Continue the article below on supporting mothers year-round, picking up right after its final paragraph.

[GIVEN PASSAGE]
+ + + +

Tips to Support the Mothers in Your Life Year-Round

Although the mothers in your life probably appreciate cards and flowers on that one special day in May, supporting them really should be a year-round effort. Instead of a day’s worth of presents, it’s better to offer consistent, ongoing assistance and affirmation to the moms you know.

We spoke with Margo Nathan, MD, of the UNC Center for Women’s Mood Disorders about ways that partners, friends and family members can help mothers.

How to Support Moms

Motherhood is a huge responsibility, and the easiest way to support a mom is to ask if there is something you can do to make it a little easier.

“Moms juggle a lot of roles and have a lot of demands placed on them,” Dr. Nathan says. “It can be hard to ask for support, so it’s important to reach out and see what moms need.”

Those needs will vary based on a mom’s situation and stage of motherhood, but because our society often expects mothers to do it all, it can be difficult for them to articulate what would lighten the load.

“Ask and give the mom time to reflect on routines to identify times when they may need extra help,” Dr. Nathan says. “Be sure to follow up to get their thoughts if you’ve said you’re willing to support them.”

There is always something that can be done to support parents, but if a mom seems stumped, Dr. Nathan recommends freeing them up to do basic self-care, such as getting sleep or eating a meal uninterrupted, or to pursue restorative activities, such as walking with a friend or reading a book.

Besides offering physical help, give them encouragement.

“Express gratitude for all the work moms are doing,” Dr. Nathan says. “Let moms know that you appreciate them, see them and validate them.”

+ + + +

[DATASET ENTRIES]
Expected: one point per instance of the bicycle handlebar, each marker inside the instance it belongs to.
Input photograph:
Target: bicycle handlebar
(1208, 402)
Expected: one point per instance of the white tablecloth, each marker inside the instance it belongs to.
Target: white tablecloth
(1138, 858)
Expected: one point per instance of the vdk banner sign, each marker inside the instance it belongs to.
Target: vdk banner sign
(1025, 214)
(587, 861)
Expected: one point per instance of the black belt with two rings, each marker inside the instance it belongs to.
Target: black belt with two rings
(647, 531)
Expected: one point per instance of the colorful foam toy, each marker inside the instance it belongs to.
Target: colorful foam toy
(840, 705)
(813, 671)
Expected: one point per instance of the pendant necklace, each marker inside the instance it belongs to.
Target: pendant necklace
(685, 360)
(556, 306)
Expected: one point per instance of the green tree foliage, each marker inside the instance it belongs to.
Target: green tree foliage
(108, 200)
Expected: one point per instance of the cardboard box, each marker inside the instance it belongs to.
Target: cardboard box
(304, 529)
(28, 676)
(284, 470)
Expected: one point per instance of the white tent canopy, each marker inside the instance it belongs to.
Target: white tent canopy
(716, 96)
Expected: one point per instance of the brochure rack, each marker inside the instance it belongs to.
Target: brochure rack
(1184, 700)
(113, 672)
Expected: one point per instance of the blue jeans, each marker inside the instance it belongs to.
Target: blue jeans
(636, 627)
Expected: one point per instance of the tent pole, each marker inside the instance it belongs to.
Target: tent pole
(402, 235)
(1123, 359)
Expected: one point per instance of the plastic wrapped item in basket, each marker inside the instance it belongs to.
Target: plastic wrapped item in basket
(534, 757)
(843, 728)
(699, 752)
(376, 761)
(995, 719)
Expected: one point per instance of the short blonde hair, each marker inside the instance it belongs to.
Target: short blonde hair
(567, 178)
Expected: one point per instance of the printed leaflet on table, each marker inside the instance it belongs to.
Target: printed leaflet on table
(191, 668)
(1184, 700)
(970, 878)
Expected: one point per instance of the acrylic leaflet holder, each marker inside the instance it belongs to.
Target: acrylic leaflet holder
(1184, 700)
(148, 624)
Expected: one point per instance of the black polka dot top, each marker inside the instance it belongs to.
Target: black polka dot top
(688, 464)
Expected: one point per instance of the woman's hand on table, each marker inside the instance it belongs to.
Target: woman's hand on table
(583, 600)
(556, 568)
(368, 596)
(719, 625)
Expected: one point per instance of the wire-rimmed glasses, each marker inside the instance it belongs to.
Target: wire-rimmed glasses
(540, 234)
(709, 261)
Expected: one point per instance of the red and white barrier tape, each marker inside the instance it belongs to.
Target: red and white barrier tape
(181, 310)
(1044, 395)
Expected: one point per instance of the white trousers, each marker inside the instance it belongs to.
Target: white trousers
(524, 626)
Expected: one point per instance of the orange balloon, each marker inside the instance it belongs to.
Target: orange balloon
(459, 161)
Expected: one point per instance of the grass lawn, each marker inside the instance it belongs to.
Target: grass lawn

+ + + +

[REPLY TO THE TASK]
Ways to Support Moms at Any Age

Supporting a mother isn’t a one-and-done gesture. Be sure to connect with the moms in your life regularly, especially as their situations change.

“We need to think about offering support, validation and gratitude with frequency,” Dr. Nathan says. “It has to be an ongoing discussion across the lifespan.”

With that in mind, here are some things to consider for moms at different stages of life:

How to Support Expecting and New Moms

Helping a mom can start before the child arrives: As you congratulate them on expecting, let them know that you’re there and available to support them as they get ready for the baby.

New moms often need a helping hand so that they can rest in the postpartum period. Providing a meal, taking the family dog for a walk or holding the baby so mom can shower are all practical ways to support someone adjusting to parenthood.

Also, look after mom’s mental health; 1 in 7 women experience postpartum depression.

“Acknowledge it’s a challenging time and be a listening ear,” Dr. Nathan says. “If a person is struggling, approach them in a nonjudgmental way and tell them these issues can be treated so they feel better. If they’re willing, you could help facilitate care by making an appointment with their primary care provider or helping to get a referral to a specialist.”

How to Support Moms of School-Age Children

People may be eager to help with a new baby and then assume that the mom has everything figured out by the time the child goes to school. Don’t let your support stop just because a mom has a few years of experience.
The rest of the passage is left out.